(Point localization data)
- Opening Delimiter -

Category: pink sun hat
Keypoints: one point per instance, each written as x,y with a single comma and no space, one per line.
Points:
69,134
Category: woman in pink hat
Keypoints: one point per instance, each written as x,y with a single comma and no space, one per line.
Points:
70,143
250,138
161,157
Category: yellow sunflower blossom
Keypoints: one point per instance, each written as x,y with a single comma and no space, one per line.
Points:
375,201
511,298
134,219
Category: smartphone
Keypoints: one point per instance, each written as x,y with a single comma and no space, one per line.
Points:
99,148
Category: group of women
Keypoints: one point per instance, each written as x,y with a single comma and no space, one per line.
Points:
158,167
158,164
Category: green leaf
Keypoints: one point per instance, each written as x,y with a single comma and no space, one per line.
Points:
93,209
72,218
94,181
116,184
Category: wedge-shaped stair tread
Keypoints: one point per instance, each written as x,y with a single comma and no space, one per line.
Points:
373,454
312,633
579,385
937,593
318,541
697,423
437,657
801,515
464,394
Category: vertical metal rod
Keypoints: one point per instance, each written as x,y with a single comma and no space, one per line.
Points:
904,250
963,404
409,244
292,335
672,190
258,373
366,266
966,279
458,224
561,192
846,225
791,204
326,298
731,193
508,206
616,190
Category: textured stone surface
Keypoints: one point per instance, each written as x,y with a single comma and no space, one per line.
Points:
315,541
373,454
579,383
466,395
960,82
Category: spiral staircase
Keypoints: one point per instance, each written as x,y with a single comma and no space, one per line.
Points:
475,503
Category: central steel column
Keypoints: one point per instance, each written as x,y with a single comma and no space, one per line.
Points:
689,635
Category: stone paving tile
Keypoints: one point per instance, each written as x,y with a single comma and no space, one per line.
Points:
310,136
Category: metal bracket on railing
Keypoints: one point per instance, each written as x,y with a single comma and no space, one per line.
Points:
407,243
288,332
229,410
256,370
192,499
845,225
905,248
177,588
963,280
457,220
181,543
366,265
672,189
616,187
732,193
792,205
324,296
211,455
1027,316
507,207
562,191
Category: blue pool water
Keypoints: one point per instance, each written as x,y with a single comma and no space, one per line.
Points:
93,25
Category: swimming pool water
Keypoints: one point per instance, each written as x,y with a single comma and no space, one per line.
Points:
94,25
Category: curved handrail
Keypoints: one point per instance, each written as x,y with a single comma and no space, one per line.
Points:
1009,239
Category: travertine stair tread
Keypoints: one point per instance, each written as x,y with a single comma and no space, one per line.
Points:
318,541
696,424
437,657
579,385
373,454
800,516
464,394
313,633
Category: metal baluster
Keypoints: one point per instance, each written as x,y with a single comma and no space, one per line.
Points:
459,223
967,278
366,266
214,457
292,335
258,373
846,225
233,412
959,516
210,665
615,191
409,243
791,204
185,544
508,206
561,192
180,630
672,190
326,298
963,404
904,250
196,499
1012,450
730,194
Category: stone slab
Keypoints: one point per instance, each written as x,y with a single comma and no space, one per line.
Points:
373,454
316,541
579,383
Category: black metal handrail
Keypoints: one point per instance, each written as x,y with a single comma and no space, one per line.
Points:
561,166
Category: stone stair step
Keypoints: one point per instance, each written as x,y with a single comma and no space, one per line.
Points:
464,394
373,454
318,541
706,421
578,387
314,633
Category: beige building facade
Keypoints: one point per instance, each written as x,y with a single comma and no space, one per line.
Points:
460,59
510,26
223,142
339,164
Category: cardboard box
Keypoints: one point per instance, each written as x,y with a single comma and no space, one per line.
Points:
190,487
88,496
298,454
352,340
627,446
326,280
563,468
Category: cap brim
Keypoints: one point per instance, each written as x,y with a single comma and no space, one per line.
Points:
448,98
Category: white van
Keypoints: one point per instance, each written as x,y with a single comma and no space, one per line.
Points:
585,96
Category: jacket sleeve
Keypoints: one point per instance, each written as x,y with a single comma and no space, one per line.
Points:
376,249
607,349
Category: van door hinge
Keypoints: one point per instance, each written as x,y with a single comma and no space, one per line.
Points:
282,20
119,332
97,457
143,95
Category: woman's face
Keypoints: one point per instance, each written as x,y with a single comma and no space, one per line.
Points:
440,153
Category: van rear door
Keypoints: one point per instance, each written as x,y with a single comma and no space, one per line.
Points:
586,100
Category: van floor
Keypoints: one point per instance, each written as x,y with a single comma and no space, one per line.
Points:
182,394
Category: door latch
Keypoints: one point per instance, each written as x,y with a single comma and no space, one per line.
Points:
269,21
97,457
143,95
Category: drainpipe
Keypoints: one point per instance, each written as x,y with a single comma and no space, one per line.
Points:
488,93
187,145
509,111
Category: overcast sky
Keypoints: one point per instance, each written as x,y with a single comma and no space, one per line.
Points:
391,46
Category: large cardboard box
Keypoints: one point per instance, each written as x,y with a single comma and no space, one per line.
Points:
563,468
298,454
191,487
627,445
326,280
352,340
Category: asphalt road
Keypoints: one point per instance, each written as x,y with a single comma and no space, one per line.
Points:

- Closing Delimiter -

Using the records above, report each line with the string "pool".

■ EXPECTED OUTPUT ■
Category: blue pool water
Category: swimming pool water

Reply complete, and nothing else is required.